__Given records__
^^^^^^^^^^^^^^^^
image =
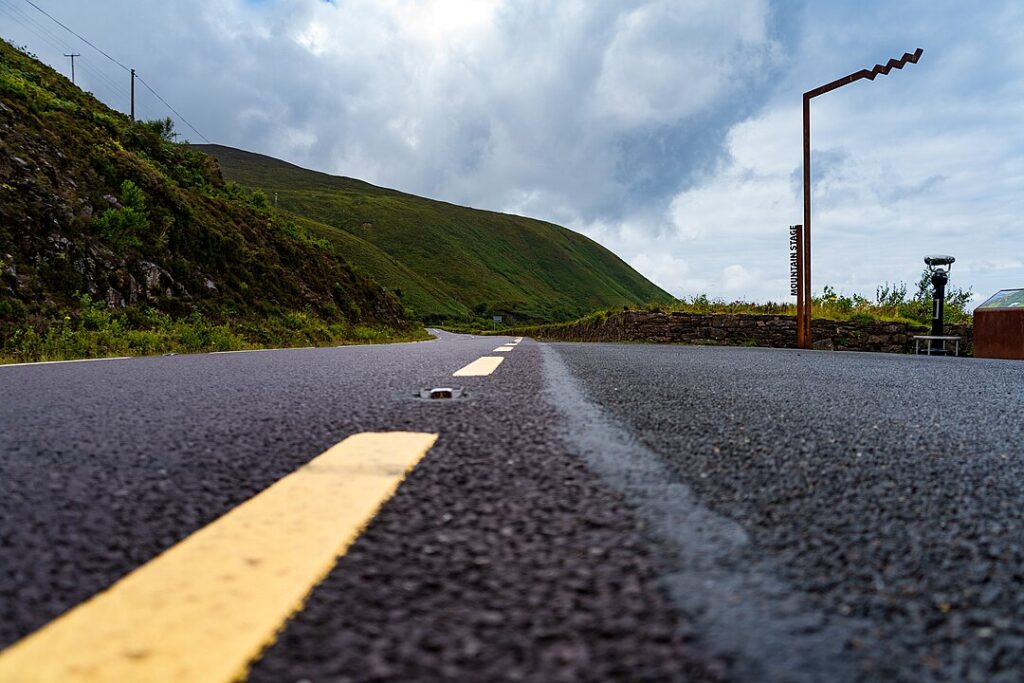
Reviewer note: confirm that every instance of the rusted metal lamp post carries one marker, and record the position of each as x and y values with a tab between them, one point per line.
804	339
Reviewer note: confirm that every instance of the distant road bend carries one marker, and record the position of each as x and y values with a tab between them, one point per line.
578	512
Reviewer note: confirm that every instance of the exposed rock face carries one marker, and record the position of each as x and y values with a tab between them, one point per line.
744	330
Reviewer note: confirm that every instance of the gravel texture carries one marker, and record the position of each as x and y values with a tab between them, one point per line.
502	557
882	493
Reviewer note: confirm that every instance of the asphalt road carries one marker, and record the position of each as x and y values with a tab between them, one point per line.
588	513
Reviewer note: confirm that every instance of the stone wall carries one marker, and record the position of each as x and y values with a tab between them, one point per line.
743	330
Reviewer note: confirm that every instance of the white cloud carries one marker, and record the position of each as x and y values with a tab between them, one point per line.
669	131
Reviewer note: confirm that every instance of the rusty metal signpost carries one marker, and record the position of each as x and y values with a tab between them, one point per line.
803	260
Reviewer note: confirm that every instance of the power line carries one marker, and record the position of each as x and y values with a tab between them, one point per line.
183	120
57	22
127	69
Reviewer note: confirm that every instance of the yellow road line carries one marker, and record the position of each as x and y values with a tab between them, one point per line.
205	608
261	350
58	363
482	366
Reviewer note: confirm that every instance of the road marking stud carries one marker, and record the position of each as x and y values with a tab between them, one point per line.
205	608
481	367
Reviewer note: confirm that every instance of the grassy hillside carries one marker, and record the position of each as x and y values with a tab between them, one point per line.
114	239
448	261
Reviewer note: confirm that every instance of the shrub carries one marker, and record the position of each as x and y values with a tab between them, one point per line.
125	227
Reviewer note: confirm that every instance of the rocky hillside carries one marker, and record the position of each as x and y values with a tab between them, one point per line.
95	208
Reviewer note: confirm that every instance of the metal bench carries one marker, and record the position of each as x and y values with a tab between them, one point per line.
929	338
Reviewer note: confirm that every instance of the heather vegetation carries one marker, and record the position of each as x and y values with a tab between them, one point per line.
448	263
892	303
115	239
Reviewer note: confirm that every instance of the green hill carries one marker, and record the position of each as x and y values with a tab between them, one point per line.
116	240
446	261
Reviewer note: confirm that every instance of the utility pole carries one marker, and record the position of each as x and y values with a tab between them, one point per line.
806	340
73	55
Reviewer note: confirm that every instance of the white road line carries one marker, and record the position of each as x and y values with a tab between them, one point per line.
57	363
481	367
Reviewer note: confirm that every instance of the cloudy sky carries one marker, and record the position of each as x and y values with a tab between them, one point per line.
668	130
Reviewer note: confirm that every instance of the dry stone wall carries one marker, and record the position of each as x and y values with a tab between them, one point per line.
744	330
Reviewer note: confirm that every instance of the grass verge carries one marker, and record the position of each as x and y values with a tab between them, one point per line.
93	331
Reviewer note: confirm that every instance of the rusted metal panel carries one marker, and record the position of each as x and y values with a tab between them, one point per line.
998	327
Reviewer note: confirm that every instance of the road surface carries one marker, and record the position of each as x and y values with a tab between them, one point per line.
586	513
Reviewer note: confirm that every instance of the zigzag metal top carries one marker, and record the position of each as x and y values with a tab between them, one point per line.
869	74
892	63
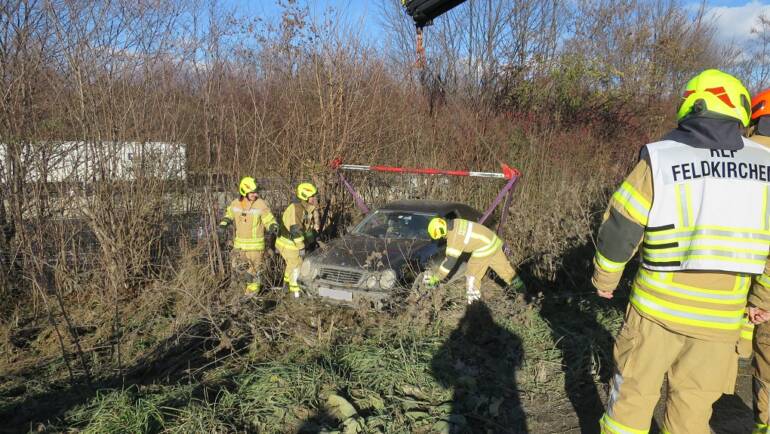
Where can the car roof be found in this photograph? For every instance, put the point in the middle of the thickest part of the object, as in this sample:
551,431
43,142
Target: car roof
438,207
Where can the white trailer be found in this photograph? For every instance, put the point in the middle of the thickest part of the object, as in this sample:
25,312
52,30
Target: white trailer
87,162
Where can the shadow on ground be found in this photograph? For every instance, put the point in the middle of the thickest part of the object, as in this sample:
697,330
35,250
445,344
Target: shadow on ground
478,362
574,313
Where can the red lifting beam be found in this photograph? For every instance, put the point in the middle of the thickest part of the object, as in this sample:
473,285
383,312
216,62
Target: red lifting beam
508,173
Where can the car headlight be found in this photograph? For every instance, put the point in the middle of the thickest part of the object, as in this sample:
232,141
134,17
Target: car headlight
308,270
372,281
388,279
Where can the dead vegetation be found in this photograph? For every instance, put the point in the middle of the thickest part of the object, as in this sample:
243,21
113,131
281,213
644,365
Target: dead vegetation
117,318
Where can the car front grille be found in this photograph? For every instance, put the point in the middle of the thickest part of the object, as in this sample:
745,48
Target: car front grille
340,276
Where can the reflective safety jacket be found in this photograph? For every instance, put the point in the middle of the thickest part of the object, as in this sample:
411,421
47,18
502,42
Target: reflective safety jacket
297,219
710,210
467,236
250,219
685,298
758,297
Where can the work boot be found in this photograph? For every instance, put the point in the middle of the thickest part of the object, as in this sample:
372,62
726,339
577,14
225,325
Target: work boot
253,289
517,285
473,295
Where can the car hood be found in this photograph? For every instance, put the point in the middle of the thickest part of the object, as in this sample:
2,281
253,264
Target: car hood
373,254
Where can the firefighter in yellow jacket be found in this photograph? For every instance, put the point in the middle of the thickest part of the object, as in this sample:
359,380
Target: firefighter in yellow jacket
299,228
485,248
696,202
760,132
252,218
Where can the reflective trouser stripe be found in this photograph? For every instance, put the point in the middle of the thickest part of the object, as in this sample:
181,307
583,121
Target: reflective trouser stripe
611,426
656,282
489,249
286,243
607,265
455,253
249,243
763,280
698,317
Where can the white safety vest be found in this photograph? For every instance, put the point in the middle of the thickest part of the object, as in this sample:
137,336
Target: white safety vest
709,210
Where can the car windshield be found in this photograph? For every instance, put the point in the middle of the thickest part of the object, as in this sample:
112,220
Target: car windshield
395,224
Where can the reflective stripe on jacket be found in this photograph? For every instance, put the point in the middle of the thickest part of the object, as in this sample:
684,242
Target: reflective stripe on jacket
250,219
710,210
299,215
467,236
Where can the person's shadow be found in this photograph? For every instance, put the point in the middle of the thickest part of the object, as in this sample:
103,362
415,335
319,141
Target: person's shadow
479,362
573,311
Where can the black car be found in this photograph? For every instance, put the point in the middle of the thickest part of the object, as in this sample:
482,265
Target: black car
382,255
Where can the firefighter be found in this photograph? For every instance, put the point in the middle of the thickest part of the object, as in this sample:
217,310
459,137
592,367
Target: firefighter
696,203
759,131
486,251
299,229
252,218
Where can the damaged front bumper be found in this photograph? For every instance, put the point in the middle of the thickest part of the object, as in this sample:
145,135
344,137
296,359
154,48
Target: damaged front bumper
348,286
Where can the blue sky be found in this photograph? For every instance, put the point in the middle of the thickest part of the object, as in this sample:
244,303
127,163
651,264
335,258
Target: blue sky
726,13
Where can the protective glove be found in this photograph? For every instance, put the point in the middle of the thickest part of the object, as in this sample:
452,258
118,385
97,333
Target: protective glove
432,281
473,295
311,237
517,284
272,229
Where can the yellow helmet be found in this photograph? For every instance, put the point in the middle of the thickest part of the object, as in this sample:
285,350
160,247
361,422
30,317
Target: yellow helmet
715,92
306,190
248,185
437,228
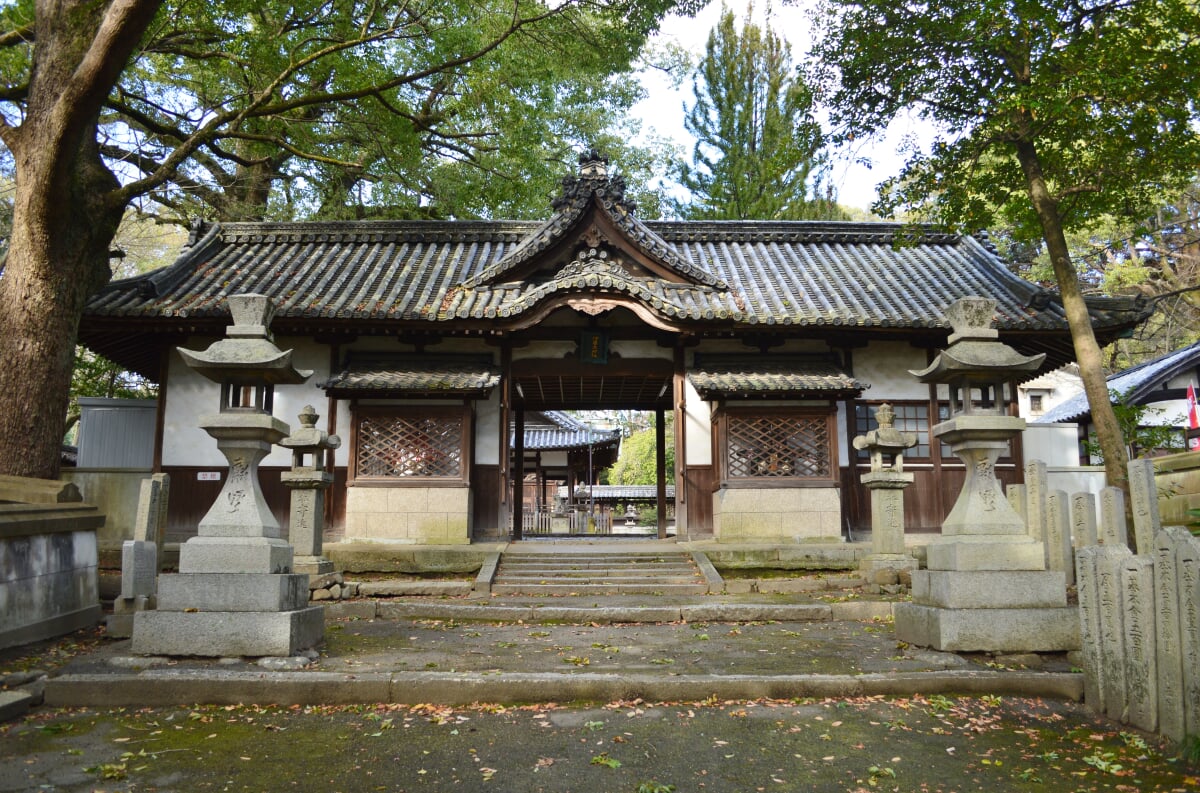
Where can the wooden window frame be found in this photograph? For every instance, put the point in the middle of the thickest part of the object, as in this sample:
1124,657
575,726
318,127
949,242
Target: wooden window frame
462,413
829,414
^^^^^^^^^^^^^^^^
__Exercise requirements__
Quote the material in full and exactly; do not carry over its pictures.

__Result of the exercise__
image =
Reviewer note: confirm that every instance of the rusted metal lamp post carries one marker, and record the position of each as x and y values with a tab between them, one point per line.
804	339
Reviewer note: confirm that every instance of the distant road bend carries one marker, and record the position of each as x and y values with a tab between them, one point per line.
578	512
Reviewer note: confirm that every instance of the exposed rock face carries one marker, and record the position of each as x and y values with a tab between them, one point per line.
744	330
Reviewer note: confirm that every instance of the gravel texture carries one marker, and record the position of each as x and y values with a tab between them, one point per line.
502	557
882	493
Reviewer note: confirm that every instance of the asphalt road carries one marker, and record the position of each as x and y values with a tab between them, one point per line.
588	513
Reviewer note: confirm that every instance of the stone wall carries one marker, and record the position of each as x and y values with a tab between them, one point per line.
743	330
Reviewer note: confirm that every instance of the white cloud carries one marker, and record the position of each as x and y values with a tab between them, one point per line.
669	131
Reviewer note: confirm that every instance of the rusty metal signpost carries one marker, and record the position of each as x and y values with a tab between them, one point per line.
803	260
Reviewer note: confirm that every instance of the power line carries one marker, and record the position of each as x and y values with a tab between them, one point per line.
183	120
57	22
127	69
Reviewer note: confirm that every instance of the yellow road line carries one marker, and record the position of each as x and y values with a tab between them, one point per line.
205	608
261	350
58	363
482	366
Reviewer note: confirm that every instance of the road marking stud carries one marker, and record the position of each as x and y values with a tab between them, one point per line.
205	608
481	367
Reviewer note: confirm that every instance of the grassy hillside carries one marker, and record the position of each as x and y values with a tab between them, one point per line.
114	239
448	261
Reviewer note: confirm that every instance of the shrub carries one marker, and record the position of each as x and y values with a tab between them, one point per line.
125	227
Reviewer note: confirm that every instance of the rocky hillside carries one marker, and record the position of each as x and y values with a tab between them, one point per line.
95	208
Reviewer note: confirm that every instance of the metal bench carries one marker, and record the position of each as x and y values with a tab between them, one point per line.
929	338
Reviewer note: confirm that every instance of the heather vegetation carries one marker, and record the position of each as x and y values with a tab between them, one point per line.
448	263
892	303
115	239
Reviewer note: confirm that every instance of the green hill carries one marker, and record the position of each as x and y values with a tab between them, one point per line.
116	240
446	261
Reviewer note: confirm that every instance of the utility pole carries one marker, and record the position of each as x and y values with a tab between them, one point per line.
806	340
73	55
Reviewer note: confirm that every instance of the white road line carries one marker, and record the position of each as x and y values with a tab between them, one point per line.
57	363
481	367
Reviewer note: confirm that every instance of the cloudy sky carries one marker, and record the position of each as x and y values with a tab between them, one point per line.
668	130
Reviewer note: confirm that every instance of the dry stone wall carries one marker, and record the position of each as x and y values with a tab between them, one point per line.
744	330
Reviewer note: confirm that every instance of the grass verge carries one marker, and record the position of each as x and y values with a tab between them, one point per line.
93	331
Reviewer note: confirm that every instance of the rusted metal panel carries one marker, and record the position of each as x and y values with a tab between them, one point per line.
998	327
Reviewer note: confirm that every instance of the road surface carries one marker, and record the position of each as x and y values with a tab between them, one point per line.
586	513
Reviewer note: confirm that every instance of the zigzag metal top carries one marker, and record the position of each as x and y values with a tab between them, one point per line.
869	74
892	63
Where can the car roof be found in this photograph? For every instance, put the point in the middle of the thickest part of the object, as in this sample:
551,431
43,142
Target: car roof
438,207
Where can the white trailer be found in this photograph? For every instance, put the point in the middle of the thickest part of the object, as in this sample:
25,312
52,30
Target: white trailer
87,162
Where can the shadow on ground be found in this photograph? For every instance, put the point in the middle of the thickest part of the object, as in this sample:
697,330
35,250
445,344
Target: shadow on ground
478,362
574,313
Where can the red lifting beam be found in this photograph? For every instance, put the point in the middle of the thickest part of the object, as in this sample:
473,285
383,312
216,62
Target: red lifting beam
508,173
Where can the car headlight be found in this photograph? For every instance, put the point in the middle of the thickest part of the object, as in this sample:
232,141
134,17
Target: car headlight
308,270
372,281
388,279
Where can the dead vegetation be found in this photograph? For every instance, put the point in the middle of the thickest part of the object, as in this sample:
243,21
113,131
281,213
644,365
Target: dead vegetation
117,318
Where can the car front grille be found in this photograph? For every instance, put the point in the middle of the thickest part of the object, as in this sample:
745,48
Target: car front grille
340,276
Where can the reflective safety jacket be found in this photograph? For every instance, put the point in the middle of the thickest part of the object, as in this sample:
411,421
47,18
502,42
Target: reflective safety jacket
297,219
710,210
467,236
250,219
685,298
758,297
Where can the work boot be found in this photograph? For every instance, put the point in the middle of the thickest part of the object, as in this sample:
372,62
726,339
577,14
225,325
Target: work boot
253,289
517,285
473,295
Where can the car hood be found in this photograph? For every instance, put the point in the middle of the thickest part of the object, as in this sample:
2,281
253,264
Target: car hood
373,254
Where can the firefighter in yellow jacket be found in this photograph? For every instance, put the point in the middle of the thickest part of the object, as in this sample:
359,380
Target: firefighter in yellow jacket
299,228
485,248
696,202
760,132
252,218
Where can the reflective trouser stripe be found in this photograph? For every instance, put the point in the middle of the thickest part of the object, as in this sample:
181,307
583,121
Target: reflective trouser stripe
611,426
656,282
489,249
286,243
607,265
455,253
249,243
763,280
698,317
Where can the white safety vest be found in this photograph? For every instance, put the point in the middle of the thickest part of the object, as in this sample:
137,336
Target: white safety vest
709,210
Where can the car windshield be found in this photograph? For every instance, put the point in the middle of the thickest part of the object, as in this sample:
112,220
Target: car windshield
395,224
Where can the reflective stripe on jacket be found in this photograph? For every instance, put the point in the middle of the thickest part of the object, as in this sample:
684,242
Target: reflective stripe on jacket
250,219
710,210
299,215
467,236
Where can the person's shadow be found in this photograph? For every instance, put the point in the middle of the thickest part of the object, as in this sample:
103,362
415,335
319,141
Target: person's shadow
479,362
573,311
Where can the black car be found in this photograph? For every instance, put the point in the middle of the thickest part of the object, as in this sample:
482,265
Target: black car
382,255
Where can the firefighter be found in this photograph? For every instance, put the point in the middle of the thickest part of the object, as in this sample:
217,310
459,137
592,367
Target: firefighter
696,203
759,131
486,251
299,229
252,218
Where can the damaged front bumper be found in this photograph? For every instance, put the point in the middle of the thickest part of the object, as in this sample:
145,135
344,137
296,359
154,48
Target: damaged front bumper
348,286
Where can the blue sky be found in this photograph? For every instance, put the point in the middle of the thickest part of the object, as in this sample:
244,303
127,163
651,264
335,258
Target: blue sky
726,13
Where can the protective glove be found in this photograph? For every instance, put the point in the middle of the thickest part of the object, as in this sample:
452,258
118,385
97,333
Target: protective glove
432,281
473,295
311,237
517,284
272,229
Where can the yellow helmet be found in this photograph? For every instance, put the point in the middle of the thickest part of the object, as in this sample:
285,350
160,247
361,422
30,317
Target: yellow helmet
715,92
306,190
248,185
437,228
Where can the wooden window frame be found in this photograph? For every instance, put the point in the middle of the thickest part of the object, as in this sample:
1124,657
575,726
318,127
949,242
Target: wooden window frame
462,413
829,414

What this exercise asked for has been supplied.